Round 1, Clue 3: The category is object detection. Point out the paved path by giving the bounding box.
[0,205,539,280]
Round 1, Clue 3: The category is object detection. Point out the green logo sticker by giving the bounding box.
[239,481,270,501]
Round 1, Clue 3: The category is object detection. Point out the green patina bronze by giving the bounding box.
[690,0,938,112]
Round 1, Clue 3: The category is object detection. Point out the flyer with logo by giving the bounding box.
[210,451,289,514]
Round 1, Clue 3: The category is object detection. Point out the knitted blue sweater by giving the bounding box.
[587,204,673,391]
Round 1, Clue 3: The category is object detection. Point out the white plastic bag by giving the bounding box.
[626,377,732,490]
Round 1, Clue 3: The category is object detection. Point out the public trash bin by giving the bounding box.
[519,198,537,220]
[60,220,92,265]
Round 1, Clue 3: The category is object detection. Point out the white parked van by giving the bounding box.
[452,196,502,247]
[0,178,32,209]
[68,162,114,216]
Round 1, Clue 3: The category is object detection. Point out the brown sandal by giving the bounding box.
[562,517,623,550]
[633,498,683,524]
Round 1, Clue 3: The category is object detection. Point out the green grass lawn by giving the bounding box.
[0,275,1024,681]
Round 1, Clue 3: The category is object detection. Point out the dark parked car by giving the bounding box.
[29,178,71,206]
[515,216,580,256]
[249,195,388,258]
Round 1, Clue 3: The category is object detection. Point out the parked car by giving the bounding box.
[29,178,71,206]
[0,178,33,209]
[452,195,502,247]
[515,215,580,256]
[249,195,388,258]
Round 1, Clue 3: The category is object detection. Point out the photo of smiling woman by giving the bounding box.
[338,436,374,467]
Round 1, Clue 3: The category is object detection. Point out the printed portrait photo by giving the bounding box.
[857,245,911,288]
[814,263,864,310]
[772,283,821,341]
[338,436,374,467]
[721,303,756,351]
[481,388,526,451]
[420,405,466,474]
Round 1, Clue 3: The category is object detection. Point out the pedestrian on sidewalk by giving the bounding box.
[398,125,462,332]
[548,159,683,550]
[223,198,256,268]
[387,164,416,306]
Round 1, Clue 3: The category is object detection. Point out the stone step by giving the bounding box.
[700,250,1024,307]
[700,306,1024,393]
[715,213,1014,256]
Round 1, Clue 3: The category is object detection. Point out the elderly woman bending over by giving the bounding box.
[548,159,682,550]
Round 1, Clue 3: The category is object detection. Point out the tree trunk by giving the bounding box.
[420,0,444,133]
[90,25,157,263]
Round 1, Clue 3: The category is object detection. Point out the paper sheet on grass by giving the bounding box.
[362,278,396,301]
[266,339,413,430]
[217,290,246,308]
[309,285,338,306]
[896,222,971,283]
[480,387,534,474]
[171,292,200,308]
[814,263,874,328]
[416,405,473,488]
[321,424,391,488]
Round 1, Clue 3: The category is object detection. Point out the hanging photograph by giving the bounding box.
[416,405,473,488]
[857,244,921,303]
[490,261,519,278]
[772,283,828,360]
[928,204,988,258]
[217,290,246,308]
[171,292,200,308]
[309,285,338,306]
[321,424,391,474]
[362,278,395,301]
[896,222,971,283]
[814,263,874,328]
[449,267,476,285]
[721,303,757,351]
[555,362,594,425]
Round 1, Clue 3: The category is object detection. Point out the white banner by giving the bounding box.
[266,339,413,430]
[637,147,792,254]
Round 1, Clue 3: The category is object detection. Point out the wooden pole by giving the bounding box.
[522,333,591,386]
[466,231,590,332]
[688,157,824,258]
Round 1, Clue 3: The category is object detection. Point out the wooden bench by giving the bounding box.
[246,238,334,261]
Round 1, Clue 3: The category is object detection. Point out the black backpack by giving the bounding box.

What this task involves :: Rewrite the material from the line with "photograph by giving the bounding box." up to and including the line with "[555,362,594,425]", putting "framed" in place of "hanging" and changing nothing else.

Answer ::
Round 1, Clue 3: The category is object detection. Point out the framed photograph by giving the bounding box.
[416,405,473,488]
[857,244,921,303]
[490,261,519,278]
[772,283,828,360]
[928,204,988,258]
[217,290,246,308]
[171,292,200,308]
[309,285,338,306]
[321,424,391,474]
[362,278,395,301]
[896,222,971,283]
[814,263,874,328]
[449,267,476,285]
[721,303,757,351]
[555,362,594,425]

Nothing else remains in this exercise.